* _Task goal_:
Copy out the listing below, unchanged, from its first line through the line that contains "M303 104L227 25L146", including that line.

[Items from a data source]

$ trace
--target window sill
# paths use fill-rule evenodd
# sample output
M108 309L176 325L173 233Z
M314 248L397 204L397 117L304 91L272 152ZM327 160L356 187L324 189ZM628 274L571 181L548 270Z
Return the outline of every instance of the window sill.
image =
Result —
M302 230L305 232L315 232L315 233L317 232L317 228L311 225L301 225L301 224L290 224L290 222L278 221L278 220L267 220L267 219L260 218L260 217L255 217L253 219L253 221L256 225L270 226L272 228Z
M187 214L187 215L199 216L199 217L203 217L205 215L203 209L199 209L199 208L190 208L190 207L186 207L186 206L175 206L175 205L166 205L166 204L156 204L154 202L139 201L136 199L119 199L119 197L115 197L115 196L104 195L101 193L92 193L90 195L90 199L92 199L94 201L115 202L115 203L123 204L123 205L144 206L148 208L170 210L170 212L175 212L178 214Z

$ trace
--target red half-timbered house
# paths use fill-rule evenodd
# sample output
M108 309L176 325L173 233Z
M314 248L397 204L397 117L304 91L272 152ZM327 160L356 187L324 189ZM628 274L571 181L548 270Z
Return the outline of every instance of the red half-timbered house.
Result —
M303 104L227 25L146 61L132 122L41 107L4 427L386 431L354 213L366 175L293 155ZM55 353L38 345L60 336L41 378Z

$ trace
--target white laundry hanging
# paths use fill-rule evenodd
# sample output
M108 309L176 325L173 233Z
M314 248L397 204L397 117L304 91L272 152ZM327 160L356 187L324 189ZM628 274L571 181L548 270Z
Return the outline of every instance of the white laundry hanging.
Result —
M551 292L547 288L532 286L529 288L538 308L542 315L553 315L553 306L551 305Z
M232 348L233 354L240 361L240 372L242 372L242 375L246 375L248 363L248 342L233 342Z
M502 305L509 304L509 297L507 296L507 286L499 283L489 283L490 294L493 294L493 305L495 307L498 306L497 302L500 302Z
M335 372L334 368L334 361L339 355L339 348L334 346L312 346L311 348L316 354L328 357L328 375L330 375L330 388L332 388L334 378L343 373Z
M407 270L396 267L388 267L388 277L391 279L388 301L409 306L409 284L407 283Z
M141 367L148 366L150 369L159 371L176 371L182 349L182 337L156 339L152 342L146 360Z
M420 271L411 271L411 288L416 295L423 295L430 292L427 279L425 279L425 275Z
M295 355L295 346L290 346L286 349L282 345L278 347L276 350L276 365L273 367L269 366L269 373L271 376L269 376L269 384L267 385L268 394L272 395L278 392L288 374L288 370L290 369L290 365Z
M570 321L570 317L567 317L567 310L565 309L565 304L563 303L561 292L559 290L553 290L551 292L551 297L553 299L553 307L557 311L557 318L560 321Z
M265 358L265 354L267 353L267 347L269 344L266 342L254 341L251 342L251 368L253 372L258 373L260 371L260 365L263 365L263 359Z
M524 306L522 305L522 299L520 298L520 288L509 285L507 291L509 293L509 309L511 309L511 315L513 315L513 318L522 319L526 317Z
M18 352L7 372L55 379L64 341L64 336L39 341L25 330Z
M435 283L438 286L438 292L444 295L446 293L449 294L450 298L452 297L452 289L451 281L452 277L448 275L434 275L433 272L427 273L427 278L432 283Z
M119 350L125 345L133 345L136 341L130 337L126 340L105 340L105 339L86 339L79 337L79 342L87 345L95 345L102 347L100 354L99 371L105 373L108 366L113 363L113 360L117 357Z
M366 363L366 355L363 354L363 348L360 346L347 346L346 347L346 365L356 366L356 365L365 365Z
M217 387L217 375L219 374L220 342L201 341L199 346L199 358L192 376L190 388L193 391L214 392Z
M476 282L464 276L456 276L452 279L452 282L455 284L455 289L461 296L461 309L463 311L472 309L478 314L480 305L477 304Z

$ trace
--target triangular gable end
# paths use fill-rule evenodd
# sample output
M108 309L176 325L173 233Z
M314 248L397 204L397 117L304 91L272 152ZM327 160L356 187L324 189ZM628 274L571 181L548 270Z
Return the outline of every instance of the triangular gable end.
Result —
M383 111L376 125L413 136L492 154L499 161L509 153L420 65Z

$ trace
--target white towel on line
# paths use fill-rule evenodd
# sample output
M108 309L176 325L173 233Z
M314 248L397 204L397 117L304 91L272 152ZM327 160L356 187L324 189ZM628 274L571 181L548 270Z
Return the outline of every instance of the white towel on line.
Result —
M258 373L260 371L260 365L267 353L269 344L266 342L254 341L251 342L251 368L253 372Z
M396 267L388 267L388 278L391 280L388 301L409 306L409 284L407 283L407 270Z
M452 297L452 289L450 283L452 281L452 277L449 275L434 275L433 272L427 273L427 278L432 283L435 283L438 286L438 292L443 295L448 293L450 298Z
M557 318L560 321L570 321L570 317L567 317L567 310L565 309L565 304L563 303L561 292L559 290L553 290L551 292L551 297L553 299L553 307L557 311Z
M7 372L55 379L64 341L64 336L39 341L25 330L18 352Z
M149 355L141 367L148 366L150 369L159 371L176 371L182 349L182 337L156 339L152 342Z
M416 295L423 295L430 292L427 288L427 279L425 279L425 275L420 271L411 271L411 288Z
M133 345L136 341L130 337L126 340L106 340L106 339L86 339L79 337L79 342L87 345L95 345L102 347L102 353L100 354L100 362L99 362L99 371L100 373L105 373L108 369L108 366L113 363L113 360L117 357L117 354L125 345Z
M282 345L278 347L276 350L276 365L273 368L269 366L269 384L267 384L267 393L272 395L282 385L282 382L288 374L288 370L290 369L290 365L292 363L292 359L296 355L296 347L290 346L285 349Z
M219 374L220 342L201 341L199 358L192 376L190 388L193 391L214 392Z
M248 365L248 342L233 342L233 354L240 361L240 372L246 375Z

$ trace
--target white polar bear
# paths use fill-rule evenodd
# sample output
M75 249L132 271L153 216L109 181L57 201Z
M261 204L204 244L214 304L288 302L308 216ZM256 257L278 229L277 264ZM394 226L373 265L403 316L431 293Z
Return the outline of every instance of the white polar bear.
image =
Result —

* _Final result_:
$ trace
--target window sill
# paths use fill-rule evenodd
# sample output
M108 309L176 325L173 233Z
M314 248L397 204L397 117L304 91L272 152ZM327 160L356 187L324 189ZM628 274L571 181L548 270Z
Return the outline of every instance of the window sill.
image =
Result —
M302 230L305 232L315 232L315 233L317 232L317 228L311 225L301 225L301 224L290 224L290 222L278 221L278 220L267 220L267 219L260 218L260 217L255 217L253 219L253 221L256 225L270 226L272 228Z
M187 214L187 215L199 216L199 217L203 217L205 215L203 209L199 209L199 208L190 208L190 207L186 207L186 206L175 206L175 205L166 205L166 204L156 204L154 202L139 201L136 199L119 199L119 197L115 197L115 196L104 195L101 193L92 193L90 195L90 199L92 199L94 201L115 202L115 203L123 204L123 205L144 206L148 208L170 210L170 212L175 212L178 214Z

$ trace
--target red half-timbered house
# paths use fill-rule evenodd
# sample output
M108 309L176 325L173 233Z
M314 248L397 204L397 117L304 91L272 152ZM327 160L356 187L324 189ZM628 274L571 181L548 270Z
Return the outline of every instance of the red half-timbered house.
Result —
M303 104L227 25L146 61L132 122L41 107L4 427L386 431L354 213L366 175L293 155ZM55 353L38 345L60 336L41 378Z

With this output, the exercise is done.